__REQUIRED TASK__
Write out each line word for word. Drop pictures.

***** DATA FOR THIS TASK

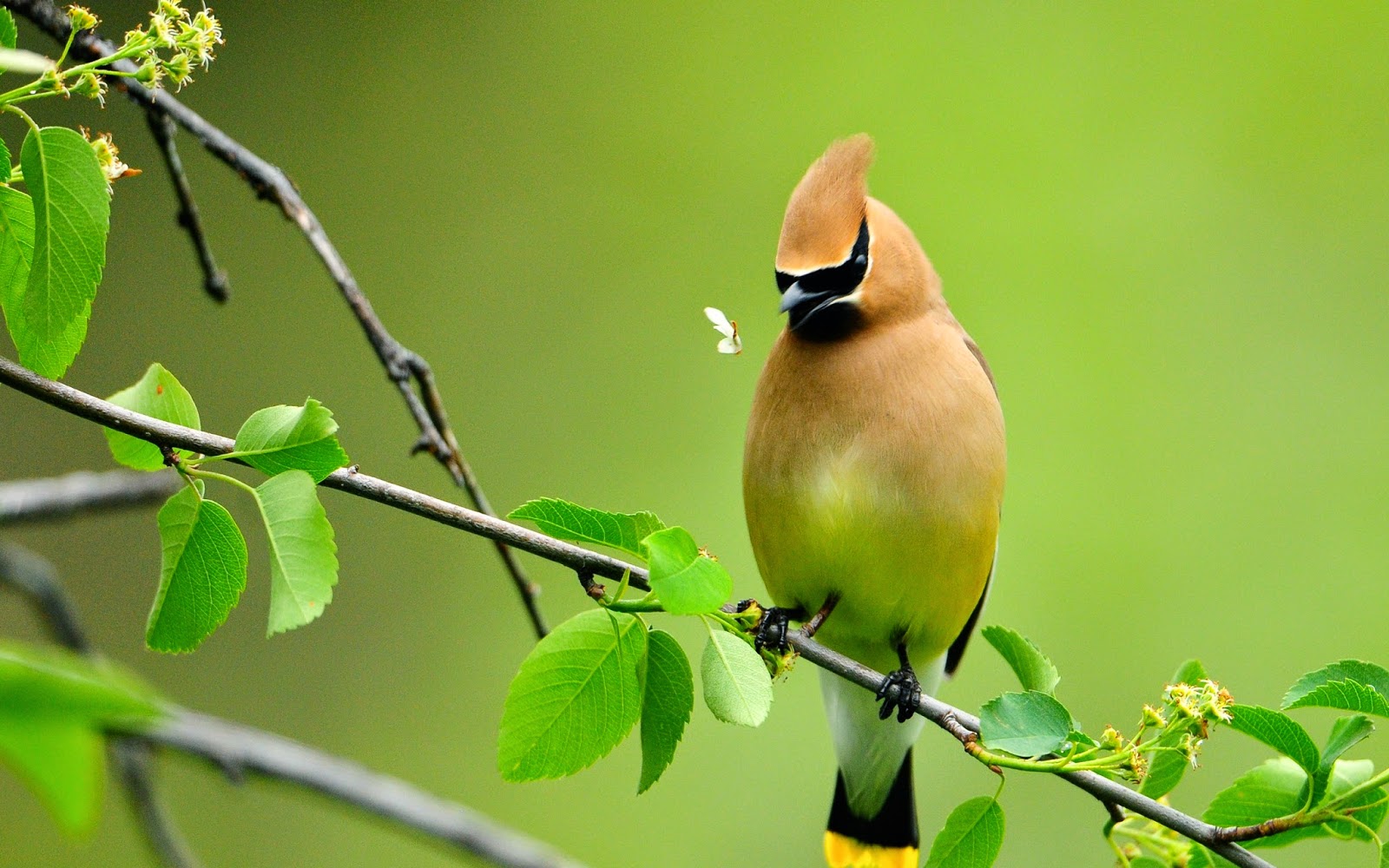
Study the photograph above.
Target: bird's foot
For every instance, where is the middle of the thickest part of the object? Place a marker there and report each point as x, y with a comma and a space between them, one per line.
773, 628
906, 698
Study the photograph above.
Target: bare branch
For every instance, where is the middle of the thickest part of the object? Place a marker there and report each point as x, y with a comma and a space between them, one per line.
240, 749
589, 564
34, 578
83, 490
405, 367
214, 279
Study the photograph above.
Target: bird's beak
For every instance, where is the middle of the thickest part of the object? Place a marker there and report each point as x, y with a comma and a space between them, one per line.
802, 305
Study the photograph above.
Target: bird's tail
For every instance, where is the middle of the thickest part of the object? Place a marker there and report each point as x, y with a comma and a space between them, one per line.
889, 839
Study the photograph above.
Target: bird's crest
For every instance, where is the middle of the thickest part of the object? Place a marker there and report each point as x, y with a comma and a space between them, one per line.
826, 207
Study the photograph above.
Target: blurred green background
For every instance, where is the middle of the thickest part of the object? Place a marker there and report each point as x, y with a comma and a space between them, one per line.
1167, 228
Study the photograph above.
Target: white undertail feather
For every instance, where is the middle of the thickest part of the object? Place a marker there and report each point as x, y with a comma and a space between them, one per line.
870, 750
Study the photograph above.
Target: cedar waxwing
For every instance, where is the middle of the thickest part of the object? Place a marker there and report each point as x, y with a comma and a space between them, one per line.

**********

__REPLY__
Study the photograph above.
Target: bird's foot
For every instance, where is the middle of the thickest part of the object? Place a marker there and report each point as x, y with a comma and a space between them, one per line.
773, 628
906, 698
Study the photograph above.
Target: bare branch
For every instance, where is the middle of the thickest part of the object? Place a marker there and report each point as x, y with a comma and a space between them, one per line.
240, 749
589, 564
34, 578
83, 490
405, 367
214, 279
Study the photograph above.
Target: bird's beak
For every instance, where is the middle of the thickest part of the object? Place a marker there and report each point as x, y with a comma and a space between them, one per line.
802, 305
Study the photograph above.
Target: bird's tail
For every instance, where is the middle of the thickest part of the object? Place a marker there and report each point as x, y with a comma and a space between them, one per line.
889, 839
Study the photograph above.
Target: bird's crest
For every instance, where is the middle of the thickest part of the object? Place a marker there and report each point as x, y with a comma and a space between them, one per line.
826, 207
Study the photograph above.
Target: blurred green background
For every instance, where is the middle of the thickest part of the object? Place a marker there and report each point as x, y with a comma and a space between them, one per line.
1167, 228
Study the photograph above.
Target: white undertail feather
For every instance, where is the middle of the thickest part of the object? Place a marker there and report each point as x, y with a comma and a space between them, one per line.
870, 750
Study the photograph above.
Target: cedar waxwing
For every instance, where is the middle of the thickest part of the object? Place a marker there and report each point as x, y with a comma and a space between them, one per line.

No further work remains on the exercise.